WHAT TO DO:
Starting with the line containing "One point goes on every instance of the beige" and going on through the end of the listing below, copy those lines out again with the requests included. Multiply each point coordinate in the answers by 1.65 and round to the nearest whole number, halves up, while the numbers in the requests and their format samples stay unchanged.

ROWS:
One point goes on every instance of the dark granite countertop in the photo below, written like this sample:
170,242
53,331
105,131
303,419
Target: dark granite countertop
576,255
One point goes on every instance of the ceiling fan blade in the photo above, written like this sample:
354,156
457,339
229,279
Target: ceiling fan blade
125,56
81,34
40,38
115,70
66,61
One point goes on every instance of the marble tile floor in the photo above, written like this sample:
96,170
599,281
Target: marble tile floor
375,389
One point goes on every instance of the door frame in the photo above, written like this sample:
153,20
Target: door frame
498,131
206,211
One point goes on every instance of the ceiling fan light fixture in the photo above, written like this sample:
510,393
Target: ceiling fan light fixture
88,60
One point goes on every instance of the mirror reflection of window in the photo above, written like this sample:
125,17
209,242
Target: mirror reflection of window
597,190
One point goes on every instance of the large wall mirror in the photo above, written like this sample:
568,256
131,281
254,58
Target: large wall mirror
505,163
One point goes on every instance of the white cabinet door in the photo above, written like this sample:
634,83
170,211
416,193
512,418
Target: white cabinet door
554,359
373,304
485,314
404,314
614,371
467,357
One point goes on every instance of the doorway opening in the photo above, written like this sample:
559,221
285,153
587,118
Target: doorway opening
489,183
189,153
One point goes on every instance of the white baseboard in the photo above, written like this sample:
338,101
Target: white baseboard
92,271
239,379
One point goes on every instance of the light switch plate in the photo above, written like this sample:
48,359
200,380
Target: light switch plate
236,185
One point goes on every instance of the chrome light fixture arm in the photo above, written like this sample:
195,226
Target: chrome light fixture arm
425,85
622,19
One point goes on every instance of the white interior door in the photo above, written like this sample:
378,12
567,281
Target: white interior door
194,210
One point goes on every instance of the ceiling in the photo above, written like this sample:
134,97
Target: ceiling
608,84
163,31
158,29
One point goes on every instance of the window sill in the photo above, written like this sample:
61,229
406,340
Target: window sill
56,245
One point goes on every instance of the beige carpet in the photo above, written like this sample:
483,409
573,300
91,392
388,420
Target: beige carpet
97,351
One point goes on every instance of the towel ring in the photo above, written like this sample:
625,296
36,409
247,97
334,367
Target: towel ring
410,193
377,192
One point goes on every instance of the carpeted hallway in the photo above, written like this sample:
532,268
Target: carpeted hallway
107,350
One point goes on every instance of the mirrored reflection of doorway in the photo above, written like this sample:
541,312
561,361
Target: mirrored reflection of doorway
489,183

EXERCISE ANSWER:
One point goes on every instance of the beige carpet in the photo above, written like this sample:
483,409
573,300
91,392
388,420
Target: beige carpet
160,579
One point goes on every instance of the towel ring in the photo above, written like this sample:
625,296
36,409
247,97
334,367
Target: towel ring
677,318
622,317
One point goes on every instance of the carpeted hallway in the photo above, written like this sample:
532,268
Target: carpeted hallway
177,578
One point goes on every instance of the mirrored reflection of doorway in the photo above, written like this sample:
541,312
561,361
Target: mirrored reflection of doorway
807,302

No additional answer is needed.